| PROBLEM DETAILS |
Reproduce the following passage on AI and machine learning tools word for word, in full.

BEGIN EXCERPT

The reality is that a broad ecosystem of AI and machine learning technologies have been around since the 1950s. Far from hype, most are proven, battle-tested tools that underpin trillions of dollars in global economic activity each year. From financial services and supply chain management to retail and wholesale operations, traditional AI solutions quietly and reliably drive value at scale every day.
The key to realizing value from AI lies not in grand promises, but in knowing which tools to deploy, where, and when… including the latest modern advances like large pretrained neural network models and tried and true classical AI/ML tools. This article offers a grounded survey of the current AI landscape to help guide that decision-making.
The key to realizing value from AI lies not in grand promises, but in knowing which tools to deploy, where, and when… including modern advances like large pretrained neural network models and tried and true classical AI/ML tools. This article offers a grounded survey of the current AI landscape to help guide that decision-making.

END EXCERPT
BEGIN RECORDED DATA

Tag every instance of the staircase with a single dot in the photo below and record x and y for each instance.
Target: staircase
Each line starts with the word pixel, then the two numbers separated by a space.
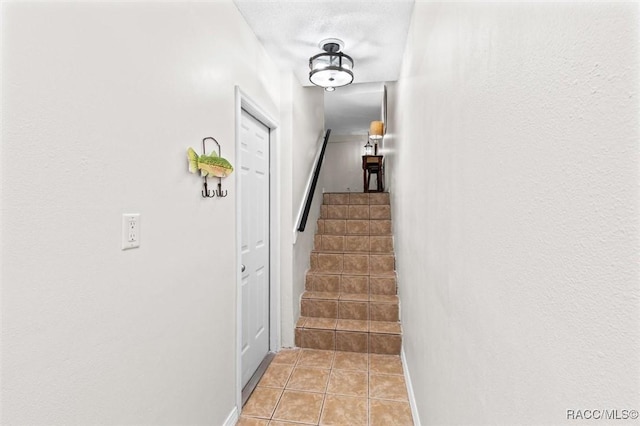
pixel 350 301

END RECORDED DATA

| RESPONSE |
The reality is that a broad ecosystem of AI and machine learning technologies have been around since the 1950s. Far from hype, most are proven, battle-tested tools that underpin trillions of dollars in global economic activity each year. From financial services and supply chain management to retail and wholesale operations, traditional AI solutions quietly and reliably drive value at scale every day.
The key to realizing value from AI lies not in grand promises, but in knowing which tools to deploy, where, and when… including the latest modern advances like large pretrained neural network models and tried and true classical AI/ML tools. This article offers a grounded survey of the current AI landscape to help guide that decision-making.
The key to realizing value from AI lies not in grand promises, but in knowing which tools to deploy, where, and when… including modern advances like large pretrained neural network models and tried and true classical AI/ML tools. This article offers a grounded survey of the current AI landscape to help guide that decision-making.